Data entries
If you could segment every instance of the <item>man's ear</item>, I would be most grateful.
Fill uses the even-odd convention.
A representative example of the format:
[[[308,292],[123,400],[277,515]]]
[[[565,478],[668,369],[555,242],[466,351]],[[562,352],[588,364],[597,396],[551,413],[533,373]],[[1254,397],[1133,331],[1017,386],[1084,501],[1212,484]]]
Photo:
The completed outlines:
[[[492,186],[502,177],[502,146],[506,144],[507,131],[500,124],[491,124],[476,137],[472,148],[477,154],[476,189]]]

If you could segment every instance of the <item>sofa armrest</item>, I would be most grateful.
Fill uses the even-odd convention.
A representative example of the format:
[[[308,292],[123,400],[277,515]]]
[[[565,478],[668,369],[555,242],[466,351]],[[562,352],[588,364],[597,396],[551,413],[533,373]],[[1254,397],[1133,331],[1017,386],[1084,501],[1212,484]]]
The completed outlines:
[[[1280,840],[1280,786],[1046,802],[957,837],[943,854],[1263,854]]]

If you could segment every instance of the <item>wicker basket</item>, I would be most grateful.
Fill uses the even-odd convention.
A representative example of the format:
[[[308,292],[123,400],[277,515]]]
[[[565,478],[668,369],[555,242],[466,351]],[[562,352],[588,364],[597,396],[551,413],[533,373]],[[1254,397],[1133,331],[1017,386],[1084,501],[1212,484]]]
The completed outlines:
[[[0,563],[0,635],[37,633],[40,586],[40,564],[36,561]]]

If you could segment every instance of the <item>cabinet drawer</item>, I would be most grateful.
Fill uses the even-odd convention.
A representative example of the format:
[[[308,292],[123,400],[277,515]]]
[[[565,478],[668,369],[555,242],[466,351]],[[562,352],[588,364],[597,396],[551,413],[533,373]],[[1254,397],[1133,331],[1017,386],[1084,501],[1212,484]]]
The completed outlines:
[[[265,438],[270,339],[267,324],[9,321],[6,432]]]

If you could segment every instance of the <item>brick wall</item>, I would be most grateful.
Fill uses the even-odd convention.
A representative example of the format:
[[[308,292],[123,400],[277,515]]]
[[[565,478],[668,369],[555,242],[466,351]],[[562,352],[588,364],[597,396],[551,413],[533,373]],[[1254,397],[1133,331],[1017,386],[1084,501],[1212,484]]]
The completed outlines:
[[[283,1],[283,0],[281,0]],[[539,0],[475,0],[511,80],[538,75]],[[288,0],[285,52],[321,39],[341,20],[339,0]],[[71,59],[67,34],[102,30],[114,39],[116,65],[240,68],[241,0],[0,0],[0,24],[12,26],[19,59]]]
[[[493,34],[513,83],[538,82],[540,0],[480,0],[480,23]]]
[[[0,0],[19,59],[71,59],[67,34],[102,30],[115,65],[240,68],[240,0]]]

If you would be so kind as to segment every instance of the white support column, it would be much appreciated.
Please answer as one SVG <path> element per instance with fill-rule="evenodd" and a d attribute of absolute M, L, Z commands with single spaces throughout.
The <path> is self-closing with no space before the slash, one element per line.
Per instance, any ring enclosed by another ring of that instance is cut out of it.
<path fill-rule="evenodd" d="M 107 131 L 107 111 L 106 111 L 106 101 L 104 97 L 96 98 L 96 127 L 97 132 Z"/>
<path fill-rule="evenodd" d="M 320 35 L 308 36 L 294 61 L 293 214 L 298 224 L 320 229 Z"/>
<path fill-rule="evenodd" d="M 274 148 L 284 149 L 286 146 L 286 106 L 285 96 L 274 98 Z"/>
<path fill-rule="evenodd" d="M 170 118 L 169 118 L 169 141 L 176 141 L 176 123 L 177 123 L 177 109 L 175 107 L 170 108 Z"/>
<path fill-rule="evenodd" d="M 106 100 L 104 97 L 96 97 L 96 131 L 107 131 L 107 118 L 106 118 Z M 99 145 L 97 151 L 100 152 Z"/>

_Exercise aim_.
Please retype all of the records above exactly as they are.

_Result of this exercise_.
If you could segment every instance of the <item>man's ear</item>, I would be most grateful.
Fill uses the even-odd convention.
A representative example of the format:
[[[308,292],[123,400],[277,515]]]
[[[565,478],[668,369],[555,242],[466,351]],[[562,352],[588,364],[597,396],[551,413],[533,373]],[[1254,397],[1133,331],[1017,386],[1084,501],[1212,484]]]
Photo:
The completed outlines:
[[[492,186],[502,177],[502,146],[506,144],[507,131],[500,124],[491,124],[476,137],[472,148],[477,154],[476,189]]]

If you could segment every instance of the <item>sofa armrest</item>, I would be most grateful.
Fill uses the even-odd convention.
A representative example of the format:
[[[308,292],[123,400],[277,515]]]
[[[565,478],[668,369],[555,242],[466,351]],[[562,352],[588,364],[597,396],[551,413],[533,373]],[[1254,397],[1133,331],[1017,386],[1084,501],[1212,484]]]
The completed outlines:
[[[1280,840],[1280,786],[1046,802],[957,837],[943,854],[1263,854]]]

If you could segment every instance of the <item>wicker basket</item>, I would be most grateful.
Fill uses the even-odd convention.
A representative example of the format:
[[[308,292],[123,400],[277,515]]]
[[[565,478],[668,369],[555,242],[466,351]],[[562,352],[588,364],[597,396],[551,413],[533,373]],[[1254,397],[1133,331],[1017,386],[1084,501],[1212,484]]]
The completed outlines:
[[[0,563],[0,635],[37,633],[40,586],[40,564],[36,561]]]

If you could segment every instance of the <item>cabinet drawer</item>, I would be most grateful.
Fill uses the even-odd convention.
A representative example of the format:
[[[308,292],[123,400],[277,515]]]
[[[565,478],[668,369],[555,242],[466,351]],[[562,352],[588,364],[597,396],[551,413],[533,373]],[[1254,397],[1133,331],[1017,386],[1084,501],[1212,484]]]
The completed outlines:
[[[265,438],[270,339],[267,324],[9,321],[6,432]]]

If you could segment every instance of the <item>brick wall</item>, I would be most grateful.
Fill uses the even-odd convention.
A representative example of the format:
[[[308,292],[123,400],[277,515]]]
[[[565,478],[668,369],[555,242],[466,351]],[[562,352],[588,364],[597,396],[551,413],[533,373]],[[1254,397],[1133,331],[1017,386],[1084,501],[1212,484]]]
The completed outlines:
[[[283,1],[283,0],[281,0]],[[539,0],[475,0],[511,80],[538,75]],[[288,0],[285,52],[321,39],[341,20],[339,0]],[[71,59],[67,34],[102,30],[114,39],[116,65],[240,68],[241,0],[0,0],[0,24],[12,26],[19,59]]]
[[[493,34],[513,83],[538,82],[540,0],[480,0],[480,23]]]
[[[0,0],[19,59],[71,59],[67,34],[102,30],[115,65],[240,68],[240,0]]]

If you would be so kind as to segment every instance of the white support column, it would be much appreciated.
Please answer as one SVG <path> element per instance with fill-rule="evenodd" and a d attribute of absolute M, L, Z commands with single spaces throughout.
The <path> is self-closing with no space before the slash, one element per line.
Per instance, any ring enclosed by another ring of that instance is cut out of it.
<path fill-rule="evenodd" d="M 107 131 L 107 111 L 106 111 L 106 101 L 104 97 L 96 98 L 96 127 L 97 132 Z"/>
<path fill-rule="evenodd" d="M 320 35 L 308 36 L 294 61 L 293 214 L 298 224 L 320 229 Z"/>
<path fill-rule="evenodd" d="M 274 148 L 284 149 L 286 146 L 286 106 L 285 96 L 274 98 Z"/>
<path fill-rule="evenodd" d="M 170 118 L 169 118 L 169 141 L 176 141 L 176 123 L 177 123 L 177 109 L 175 107 L 170 108 Z"/>
<path fill-rule="evenodd" d="M 106 100 L 104 97 L 96 97 L 96 131 L 107 131 L 107 118 L 106 118 Z M 99 145 L 97 151 L 100 152 Z"/>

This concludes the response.